What the task asks: In the data below, locate each line with the word "palm" and list it.

━━━ Provided entries

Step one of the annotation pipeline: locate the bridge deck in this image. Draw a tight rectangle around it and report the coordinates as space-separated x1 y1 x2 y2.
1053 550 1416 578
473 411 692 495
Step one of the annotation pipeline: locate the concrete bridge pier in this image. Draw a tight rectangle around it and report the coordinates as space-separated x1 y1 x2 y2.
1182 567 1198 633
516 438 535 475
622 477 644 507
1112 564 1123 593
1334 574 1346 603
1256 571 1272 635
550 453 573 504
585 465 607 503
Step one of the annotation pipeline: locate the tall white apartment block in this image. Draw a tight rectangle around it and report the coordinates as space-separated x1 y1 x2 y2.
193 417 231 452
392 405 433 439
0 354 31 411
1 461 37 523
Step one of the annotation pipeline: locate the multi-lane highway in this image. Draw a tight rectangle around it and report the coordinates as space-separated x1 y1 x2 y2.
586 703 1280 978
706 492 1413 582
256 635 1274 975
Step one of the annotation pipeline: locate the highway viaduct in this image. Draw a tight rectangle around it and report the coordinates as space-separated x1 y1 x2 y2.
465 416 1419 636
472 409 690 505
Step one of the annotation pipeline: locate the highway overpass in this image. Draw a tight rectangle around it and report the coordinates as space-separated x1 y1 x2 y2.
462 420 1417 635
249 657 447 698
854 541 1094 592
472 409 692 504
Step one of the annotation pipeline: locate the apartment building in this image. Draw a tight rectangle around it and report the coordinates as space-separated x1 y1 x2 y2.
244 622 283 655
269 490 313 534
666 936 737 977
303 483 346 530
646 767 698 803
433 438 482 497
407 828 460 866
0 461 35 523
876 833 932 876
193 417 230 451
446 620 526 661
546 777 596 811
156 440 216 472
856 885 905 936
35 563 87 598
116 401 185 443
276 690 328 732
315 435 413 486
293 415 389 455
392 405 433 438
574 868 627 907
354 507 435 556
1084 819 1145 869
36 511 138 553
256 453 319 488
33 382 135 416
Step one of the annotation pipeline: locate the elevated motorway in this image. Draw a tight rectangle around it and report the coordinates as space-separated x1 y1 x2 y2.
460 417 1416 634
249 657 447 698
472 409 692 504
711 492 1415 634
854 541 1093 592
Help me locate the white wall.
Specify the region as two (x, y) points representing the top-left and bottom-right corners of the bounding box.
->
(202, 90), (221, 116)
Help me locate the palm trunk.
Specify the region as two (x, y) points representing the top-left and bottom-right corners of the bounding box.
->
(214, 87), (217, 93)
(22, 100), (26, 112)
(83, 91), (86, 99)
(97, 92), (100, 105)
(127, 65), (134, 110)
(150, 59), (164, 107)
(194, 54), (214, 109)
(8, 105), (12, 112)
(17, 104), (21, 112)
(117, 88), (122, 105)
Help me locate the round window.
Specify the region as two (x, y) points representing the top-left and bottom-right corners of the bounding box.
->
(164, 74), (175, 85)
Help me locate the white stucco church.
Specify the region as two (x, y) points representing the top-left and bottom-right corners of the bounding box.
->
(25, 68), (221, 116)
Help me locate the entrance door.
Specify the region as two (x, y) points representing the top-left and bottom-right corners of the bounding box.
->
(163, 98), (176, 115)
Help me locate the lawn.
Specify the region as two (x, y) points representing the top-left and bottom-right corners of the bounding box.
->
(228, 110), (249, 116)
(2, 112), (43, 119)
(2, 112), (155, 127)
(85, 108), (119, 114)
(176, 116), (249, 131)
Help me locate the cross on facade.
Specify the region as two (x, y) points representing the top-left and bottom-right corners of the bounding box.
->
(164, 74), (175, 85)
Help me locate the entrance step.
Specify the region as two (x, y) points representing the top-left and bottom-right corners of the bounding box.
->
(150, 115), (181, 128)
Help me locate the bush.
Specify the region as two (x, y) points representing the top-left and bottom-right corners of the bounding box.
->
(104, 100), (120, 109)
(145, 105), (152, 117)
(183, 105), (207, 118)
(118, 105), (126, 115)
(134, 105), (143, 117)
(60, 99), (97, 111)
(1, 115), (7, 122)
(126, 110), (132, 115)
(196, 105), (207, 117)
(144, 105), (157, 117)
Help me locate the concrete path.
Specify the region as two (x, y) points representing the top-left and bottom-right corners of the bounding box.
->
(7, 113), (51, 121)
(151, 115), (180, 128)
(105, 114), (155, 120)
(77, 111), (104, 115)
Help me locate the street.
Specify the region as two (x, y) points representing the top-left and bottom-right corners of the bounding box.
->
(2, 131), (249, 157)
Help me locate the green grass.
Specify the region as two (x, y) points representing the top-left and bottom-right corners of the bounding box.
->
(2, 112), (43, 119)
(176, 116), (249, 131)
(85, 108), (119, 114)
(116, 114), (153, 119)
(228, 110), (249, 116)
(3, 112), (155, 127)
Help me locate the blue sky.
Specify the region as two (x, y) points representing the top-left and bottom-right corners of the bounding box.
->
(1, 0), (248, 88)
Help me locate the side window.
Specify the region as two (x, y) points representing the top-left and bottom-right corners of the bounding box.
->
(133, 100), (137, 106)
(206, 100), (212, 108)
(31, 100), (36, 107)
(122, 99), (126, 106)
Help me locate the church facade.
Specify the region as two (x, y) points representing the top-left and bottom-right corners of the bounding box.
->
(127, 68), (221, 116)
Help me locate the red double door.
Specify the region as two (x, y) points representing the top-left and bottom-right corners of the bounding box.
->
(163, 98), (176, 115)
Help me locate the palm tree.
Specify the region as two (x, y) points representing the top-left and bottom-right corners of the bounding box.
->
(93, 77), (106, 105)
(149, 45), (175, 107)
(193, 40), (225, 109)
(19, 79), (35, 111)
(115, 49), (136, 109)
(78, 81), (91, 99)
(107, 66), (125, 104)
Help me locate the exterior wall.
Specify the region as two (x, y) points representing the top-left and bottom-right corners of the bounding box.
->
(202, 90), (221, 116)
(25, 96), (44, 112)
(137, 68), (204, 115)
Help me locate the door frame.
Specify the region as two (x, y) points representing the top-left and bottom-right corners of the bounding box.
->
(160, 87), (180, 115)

━━━━━━

Answer to the exercise:
Help me locate the palm trunk.
Help me locate the palm tree.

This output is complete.